=== Data for the task ===
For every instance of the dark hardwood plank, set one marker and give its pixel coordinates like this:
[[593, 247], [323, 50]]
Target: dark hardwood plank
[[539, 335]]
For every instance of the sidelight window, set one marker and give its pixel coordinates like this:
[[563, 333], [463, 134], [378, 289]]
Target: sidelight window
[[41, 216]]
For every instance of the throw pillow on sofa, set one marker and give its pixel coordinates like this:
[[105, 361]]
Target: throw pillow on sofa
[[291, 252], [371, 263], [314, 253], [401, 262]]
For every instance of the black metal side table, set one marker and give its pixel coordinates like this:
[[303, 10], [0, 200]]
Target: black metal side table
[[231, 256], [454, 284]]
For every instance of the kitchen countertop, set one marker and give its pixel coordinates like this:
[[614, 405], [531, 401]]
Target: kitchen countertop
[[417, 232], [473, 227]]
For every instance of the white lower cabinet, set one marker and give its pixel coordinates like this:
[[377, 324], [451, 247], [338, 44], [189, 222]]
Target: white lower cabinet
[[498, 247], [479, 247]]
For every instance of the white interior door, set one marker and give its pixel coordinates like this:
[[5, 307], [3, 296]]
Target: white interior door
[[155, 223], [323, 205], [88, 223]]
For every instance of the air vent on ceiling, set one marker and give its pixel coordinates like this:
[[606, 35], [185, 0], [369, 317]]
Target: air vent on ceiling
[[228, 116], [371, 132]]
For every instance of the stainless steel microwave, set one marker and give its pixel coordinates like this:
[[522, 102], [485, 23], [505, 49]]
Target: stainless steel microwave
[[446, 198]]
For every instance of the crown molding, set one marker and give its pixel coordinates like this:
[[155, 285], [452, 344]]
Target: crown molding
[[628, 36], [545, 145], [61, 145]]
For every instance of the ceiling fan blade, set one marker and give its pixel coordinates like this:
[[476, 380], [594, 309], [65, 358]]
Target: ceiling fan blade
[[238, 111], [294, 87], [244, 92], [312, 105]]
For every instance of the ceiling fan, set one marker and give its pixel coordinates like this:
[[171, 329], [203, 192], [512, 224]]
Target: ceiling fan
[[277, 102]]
===
• _Exercise description_
Rescale the part of the records that opens with the line containing "For every instance of the throw" and closes with the line containing "[[231, 256], [454, 284]]". Reproduce every line in that span, requests included. Multiply each pixel coordinate in the answers by 1.35 and round to whole numbers, with halves rounded up. Leave the requests and their format samples unchanged.

• _Output_
For every instance of the throw pillow on sofa, set one marker and give its pixel coordinates like this:
[[105, 361]]
Target: throw pillow on sofa
[[393, 340], [501, 355], [424, 342], [541, 354]]
For every instance of the black metal side table, set one marker and give its pixel coordinates like this:
[[303, 10], [0, 200]]
Target: black metal side table
[[312, 346], [613, 383]]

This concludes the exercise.